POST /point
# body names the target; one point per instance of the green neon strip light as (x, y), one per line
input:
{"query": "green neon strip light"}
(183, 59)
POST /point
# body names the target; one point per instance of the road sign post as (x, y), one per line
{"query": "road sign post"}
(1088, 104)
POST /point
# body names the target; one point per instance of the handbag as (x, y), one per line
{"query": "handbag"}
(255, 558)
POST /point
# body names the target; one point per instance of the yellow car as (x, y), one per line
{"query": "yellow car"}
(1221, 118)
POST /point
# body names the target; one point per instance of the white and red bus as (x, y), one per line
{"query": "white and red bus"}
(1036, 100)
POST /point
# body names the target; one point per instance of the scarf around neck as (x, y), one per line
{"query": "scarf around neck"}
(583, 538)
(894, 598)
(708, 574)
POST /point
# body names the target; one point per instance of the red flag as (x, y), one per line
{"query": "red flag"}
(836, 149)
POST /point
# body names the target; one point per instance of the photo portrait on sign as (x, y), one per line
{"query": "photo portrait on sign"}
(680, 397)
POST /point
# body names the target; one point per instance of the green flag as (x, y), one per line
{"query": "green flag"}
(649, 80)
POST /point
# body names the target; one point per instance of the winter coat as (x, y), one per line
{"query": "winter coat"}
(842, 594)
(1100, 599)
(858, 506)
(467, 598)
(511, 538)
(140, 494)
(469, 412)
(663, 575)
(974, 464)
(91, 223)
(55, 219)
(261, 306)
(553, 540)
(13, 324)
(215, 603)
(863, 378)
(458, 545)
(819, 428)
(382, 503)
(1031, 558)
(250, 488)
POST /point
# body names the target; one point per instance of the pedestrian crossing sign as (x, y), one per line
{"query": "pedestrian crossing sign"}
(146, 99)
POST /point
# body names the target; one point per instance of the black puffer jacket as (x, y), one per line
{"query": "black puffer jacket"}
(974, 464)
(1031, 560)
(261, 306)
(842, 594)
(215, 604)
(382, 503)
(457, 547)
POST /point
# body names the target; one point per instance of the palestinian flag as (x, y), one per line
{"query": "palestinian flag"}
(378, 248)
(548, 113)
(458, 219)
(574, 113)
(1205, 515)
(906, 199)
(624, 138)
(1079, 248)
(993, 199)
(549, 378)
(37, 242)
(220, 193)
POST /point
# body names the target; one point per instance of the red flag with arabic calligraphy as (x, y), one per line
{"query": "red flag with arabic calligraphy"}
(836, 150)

EXERCISE DIRECTIONS
Reproduce only the part of the data that runs from its start through the line containing "(1036, 100)", both ends included, keeping the requests as they are. Scale every coordinate in the answers by 1.8, rounding to whole numbers with halves going up.

SOLUTION
POST /point
# body names the target; one point per instance of the green neon strip light as (x, y), one per line
input:
{"query": "green neon strip light"}
(329, 106)
POST /point
# body names the target; one point per instance of the road sign post as (x, y), one per line
{"query": "road sign post"}
(1958, 187)
POST /point
# body names the target; one point per instance of the handbag as (x, y), one per line
{"query": "handbag"}
(459, 1004)
POST /point
# body names the target; one point per instance of the yellow car as (x, y), one per line
{"query": "yellow car"}
(2198, 212)
POST /point
# body names the target; one point per instance of the white and red bus as (x, y), one per line
{"query": "white and red bus"}
(1865, 180)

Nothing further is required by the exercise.